▶ Your instructions:
Scan the listing below for "bunting", then report every line that has it.
- - -
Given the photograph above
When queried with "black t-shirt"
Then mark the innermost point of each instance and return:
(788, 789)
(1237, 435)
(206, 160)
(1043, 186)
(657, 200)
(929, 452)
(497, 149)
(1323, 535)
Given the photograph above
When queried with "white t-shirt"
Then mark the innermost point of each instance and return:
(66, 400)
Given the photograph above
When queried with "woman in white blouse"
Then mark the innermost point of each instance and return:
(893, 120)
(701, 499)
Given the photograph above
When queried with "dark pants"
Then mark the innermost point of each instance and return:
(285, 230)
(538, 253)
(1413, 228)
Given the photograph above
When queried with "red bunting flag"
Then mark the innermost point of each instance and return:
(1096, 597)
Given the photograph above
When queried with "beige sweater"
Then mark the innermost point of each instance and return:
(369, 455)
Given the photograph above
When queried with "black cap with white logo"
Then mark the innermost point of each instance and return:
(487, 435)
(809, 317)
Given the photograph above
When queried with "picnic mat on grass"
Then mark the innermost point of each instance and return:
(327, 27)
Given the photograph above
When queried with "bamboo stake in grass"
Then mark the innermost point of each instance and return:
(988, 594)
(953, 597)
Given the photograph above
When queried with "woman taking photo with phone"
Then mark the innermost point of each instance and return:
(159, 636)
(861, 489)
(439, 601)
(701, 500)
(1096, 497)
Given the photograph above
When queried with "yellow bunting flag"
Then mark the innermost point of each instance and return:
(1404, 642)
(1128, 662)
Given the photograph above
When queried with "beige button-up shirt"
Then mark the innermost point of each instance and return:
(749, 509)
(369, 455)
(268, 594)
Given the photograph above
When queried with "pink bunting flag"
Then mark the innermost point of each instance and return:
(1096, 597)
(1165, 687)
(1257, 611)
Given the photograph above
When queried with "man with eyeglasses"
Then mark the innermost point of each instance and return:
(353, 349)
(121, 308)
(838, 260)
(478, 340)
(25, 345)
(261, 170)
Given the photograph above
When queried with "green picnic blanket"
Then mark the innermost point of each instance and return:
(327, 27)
- - -
▶ Exercise result:
When queried with "red bunting flag"
When queried with "yellow bunting flag"
When queried with "pink bunting flag"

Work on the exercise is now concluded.